__How to complete this task__
A verbatim printing of the entries that follow is needed; pictures must not appear in it.

Data records Start Marker

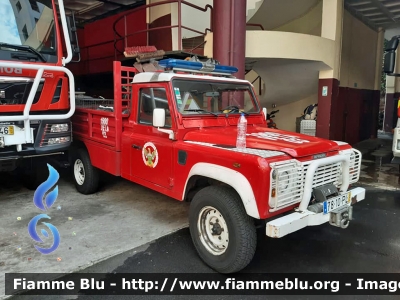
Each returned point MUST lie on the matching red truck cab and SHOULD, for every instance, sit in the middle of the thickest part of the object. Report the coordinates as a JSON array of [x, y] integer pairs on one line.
[[35, 107], [175, 132]]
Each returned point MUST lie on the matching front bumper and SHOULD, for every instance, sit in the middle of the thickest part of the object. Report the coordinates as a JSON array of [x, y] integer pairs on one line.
[[298, 220]]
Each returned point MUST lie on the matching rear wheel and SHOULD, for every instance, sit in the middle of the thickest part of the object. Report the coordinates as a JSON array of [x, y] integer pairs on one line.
[[86, 176], [222, 232]]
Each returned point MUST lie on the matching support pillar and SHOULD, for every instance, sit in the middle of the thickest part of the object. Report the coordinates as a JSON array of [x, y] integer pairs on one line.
[[328, 87], [392, 97], [229, 33]]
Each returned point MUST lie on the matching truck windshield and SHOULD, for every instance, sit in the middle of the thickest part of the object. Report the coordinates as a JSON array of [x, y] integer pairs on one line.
[[27, 26], [213, 97]]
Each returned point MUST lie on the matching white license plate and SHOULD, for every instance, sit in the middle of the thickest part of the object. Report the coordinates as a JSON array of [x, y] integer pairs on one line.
[[337, 202], [7, 130]]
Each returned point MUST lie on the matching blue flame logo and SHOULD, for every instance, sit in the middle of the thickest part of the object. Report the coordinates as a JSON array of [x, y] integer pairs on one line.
[[44, 202]]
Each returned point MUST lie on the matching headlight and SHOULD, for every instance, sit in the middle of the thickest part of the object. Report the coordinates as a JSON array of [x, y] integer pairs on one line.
[[283, 181], [59, 127]]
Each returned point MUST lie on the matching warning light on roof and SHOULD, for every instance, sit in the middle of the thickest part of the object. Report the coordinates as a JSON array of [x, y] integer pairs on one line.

Data records End Marker

__Result of the task__
Each returned point MUST lie on the matching red truck cab and SHOULD, for every instance, sit in the middle of the thickest part of the object. Report the coordinates as a JSON array of [x, y] integer pairs on one line.
[[35, 107], [175, 132]]
Each returned point MUST lie on the matching front bumper and SHOULD, for every instance, sit in the middle of the thickest part of the object. Report the coordinates as a JSON array of [x, y] integer pairs on one line.
[[298, 220]]
Each returned point MUST lie on the matching rear wheel and SHOULD, for every instance, sit in the middle of the thickest part of the object. Report the coordinates as a JSON array of [x, y] integer pairs on one line.
[[86, 176], [222, 232]]
Each returned point MUST lie on the matching support pillar and SHOULD, for every instance, sit in the middle of the thickest part of the object. Report the coordinates as a JSON array of [x, y] integer pairs on one line.
[[328, 87], [392, 97], [229, 33]]
Each returned point MUST lie on the matching truck windshield and SHOULD, for every instance, sit in the middle of the thickest part of the object. Report the coordinates as a JSON array of [x, y] integer pairs on one line.
[[27, 26], [213, 97]]
Each returned point MUST lie on the matching white license plate and SHOULD, for every instance, sit in the middle of the thickest part of the object. Report the coordinates as a JSON array of [x, y] integer pairs on one line.
[[337, 202], [7, 130]]
Each returned point MUST lie on the matching blue flame logo and SHOULD, for every instance, sit in the middle of the thickest part of the object. Report the coordinates as a JSON array of [x, y] integer pairs on one line.
[[44, 202]]
Each returned point MUST lie on the matching headlight and SHOULD, for every instance, sit in the middle of the thickest part of the object. Report the coordinates as a JSON array of [x, y] integer pairs on one line.
[[283, 181], [59, 127]]
Each returned point MUST lie on the matching warning light on roof and SHOULD, for every instance, sit in the middle of the thickest part of the object. Report the coordinates as a JSON array of [x, y] integer pairs on one line.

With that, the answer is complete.